_DESCRIPTION OF THE TASK_
Convert the material below into a numbered list with one entry per line, and leave out any blank lines.

DATA FOR THE TASK START

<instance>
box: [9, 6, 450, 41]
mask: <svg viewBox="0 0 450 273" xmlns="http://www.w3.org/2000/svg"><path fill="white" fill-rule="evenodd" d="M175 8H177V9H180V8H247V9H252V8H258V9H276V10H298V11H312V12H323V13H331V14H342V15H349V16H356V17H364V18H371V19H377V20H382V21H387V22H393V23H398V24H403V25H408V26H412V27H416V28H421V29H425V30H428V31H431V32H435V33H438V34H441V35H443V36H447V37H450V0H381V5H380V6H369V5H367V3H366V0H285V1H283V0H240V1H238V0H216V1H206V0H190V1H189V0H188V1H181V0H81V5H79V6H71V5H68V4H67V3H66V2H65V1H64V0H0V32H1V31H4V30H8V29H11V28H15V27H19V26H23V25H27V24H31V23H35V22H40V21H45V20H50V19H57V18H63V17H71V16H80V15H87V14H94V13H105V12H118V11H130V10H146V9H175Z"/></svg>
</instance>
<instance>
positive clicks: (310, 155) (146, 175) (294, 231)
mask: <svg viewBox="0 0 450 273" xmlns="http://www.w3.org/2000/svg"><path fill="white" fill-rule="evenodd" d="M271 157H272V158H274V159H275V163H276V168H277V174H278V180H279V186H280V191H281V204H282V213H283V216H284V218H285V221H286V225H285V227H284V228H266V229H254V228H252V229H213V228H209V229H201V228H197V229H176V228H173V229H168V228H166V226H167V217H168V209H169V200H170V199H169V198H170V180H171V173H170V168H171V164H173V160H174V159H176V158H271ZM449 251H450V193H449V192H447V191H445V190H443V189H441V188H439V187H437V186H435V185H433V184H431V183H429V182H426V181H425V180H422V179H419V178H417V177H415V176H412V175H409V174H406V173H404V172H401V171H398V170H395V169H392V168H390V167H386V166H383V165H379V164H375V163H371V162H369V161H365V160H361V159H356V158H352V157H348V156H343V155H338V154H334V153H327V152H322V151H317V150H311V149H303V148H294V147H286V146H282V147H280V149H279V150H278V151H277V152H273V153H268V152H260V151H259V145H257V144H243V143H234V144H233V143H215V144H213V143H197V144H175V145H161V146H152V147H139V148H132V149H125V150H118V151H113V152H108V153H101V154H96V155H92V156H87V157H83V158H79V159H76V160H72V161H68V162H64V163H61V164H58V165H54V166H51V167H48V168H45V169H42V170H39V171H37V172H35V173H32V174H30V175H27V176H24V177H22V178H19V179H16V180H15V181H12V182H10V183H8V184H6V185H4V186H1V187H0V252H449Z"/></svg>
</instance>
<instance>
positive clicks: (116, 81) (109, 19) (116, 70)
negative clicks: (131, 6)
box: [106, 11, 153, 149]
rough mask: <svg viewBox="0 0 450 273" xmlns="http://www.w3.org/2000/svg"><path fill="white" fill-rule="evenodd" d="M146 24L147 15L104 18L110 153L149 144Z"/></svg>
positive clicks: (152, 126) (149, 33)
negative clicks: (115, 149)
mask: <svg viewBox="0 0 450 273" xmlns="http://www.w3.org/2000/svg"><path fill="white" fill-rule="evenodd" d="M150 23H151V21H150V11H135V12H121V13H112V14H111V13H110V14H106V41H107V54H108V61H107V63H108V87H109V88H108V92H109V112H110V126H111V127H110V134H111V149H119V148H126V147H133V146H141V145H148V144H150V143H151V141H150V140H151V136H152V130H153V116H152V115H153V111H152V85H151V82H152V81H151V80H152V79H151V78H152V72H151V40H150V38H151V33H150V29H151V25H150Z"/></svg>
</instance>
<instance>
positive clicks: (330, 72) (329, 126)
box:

DATA FOR THE TASK END

_EXPECTED ANSWER_
1. <instance>
2. box: [9, 6, 450, 41]
3. mask: <svg viewBox="0 0 450 273" xmlns="http://www.w3.org/2000/svg"><path fill="white" fill-rule="evenodd" d="M175 8H177V9H180V8H247V9H252V8H258V9H276V10H298V11H312V12H323V13H331V14H342V15H349V16H356V17H364V18H371V19H377V20H382V21H387V22H393V23H398V24H403V25H408V26H412V27H416V28H421V29H425V30H428V31H431V32H435V33H438V34H441V35H443V36H447V37H450V0H381V5H380V6H369V5H367V3H366V0H285V1H283V0H240V1H238V0H216V1H206V0H190V1H189V0H188V1H181V0H81V5H79V6H71V5H68V4H67V3H66V2H65V1H64V0H0V32H1V31H4V30H8V29H11V28H15V27H19V26H23V25H27V24H31V23H35V22H40V21H45V20H50V19H57V18H63V17H71V16H80V15H87V14H94V13H105V12H118V11H130V10H146V9H175Z"/></svg>
4. </instance>
5. <instance>
6. positive clicks: (310, 155) (146, 175) (294, 231)
7. mask: <svg viewBox="0 0 450 273" xmlns="http://www.w3.org/2000/svg"><path fill="white" fill-rule="evenodd" d="M271 157H272V158H274V159H275V163H276V168H277V174H278V180H279V186H280V191H281V204H282V213H283V216H284V218H285V221H286V225H285V227H284V228H266V229H254V228H252V229H213V228H209V229H201V228H197V229H176V228H173V229H168V228H166V226H167V217H168V209H169V200H170V199H169V198H170V180H171V173H170V168H171V164H173V160H174V159H176V158H271ZM449 251H450V193H449V192H447V191H445V190H443V189H441V188H439V187H437V186H435V185H433V184H431V183H429V182H426V181H425V180H422V179H419V178H417V177H415V176H412V175H409V174H406V173H404V172H401V171H398V170H395V169H392V168H390V167H386V166H383V165H379V164H375V163H371V162H369V161H365V160H361V159H356V158H352V157H348V156H343V155H338V154H334V153H327V152H322V151H317V150H311V149H303V148H294V147H286V146H282V147H280V149H279V150H278V151H277V152H273V153H268V152H260V151H259V145H257V144H243V143H234V144H233V143H215V144H213V143H197V144H175V145H161V146H152V147H139V148H132V149H125V150H118V151H113V152H108V153H101V154H96V155H92V156H87V157H83V158H79V159H76V160H72V161H68V162H64V163H61V164H58V165H54V166H51V167H48V168H45V169H42V170H39V171H37V172H35V173H32V174H30V175H27V176H24V177H22V178H19V179H16V180H15V181H12V182H10V183H8V184H6V185H4V186H1V187H0V252H449Z"/></svg>
8. </instance>
9. <instance>
10. positive clicks: (116, 81) (109, 19) (116, 70)
11. negative clicks: (131, 6)
12. box: [106, 11, 153, 149]
13. rough mask: <svg viewBox="0 0 450 273" xmlns="http://www.w3.org/2000/svg"><path fill="white" fill-rule="evenodd" d="M146 24L147 15L104 18L110 153L149 144Z"/></svg>
14. positive clicks: (152, 126) (149, 33)
15. negative clicks: (115, 149)
16. mask: <svg viewBox="0 0 450 273" xmlns="http://www.w3.org/2000/svg"><path fill="white" fill-rule="evenodd" d="M150 23H151V21H150V11H135V12H121V13H112V14H111V13H110V14H106V41H107V54H108V61H107V63H108V87H109V88H108V92H109V112H110V126H111V127H110V134H111V149H119V148H126V147H133V146H141V145H148V144H150V143H151V141H150V140H151V136H152V130H153V116H152V115H153V111H152V85H151V82H152V81H151V80H152V79H151V78H152V72H151V40H150V38H151V33H150V29H151V25H150Z"/></svg>
17. </instance>
18. <instance>
19. positive clicks: (330, 72) (329, 126)
20. box:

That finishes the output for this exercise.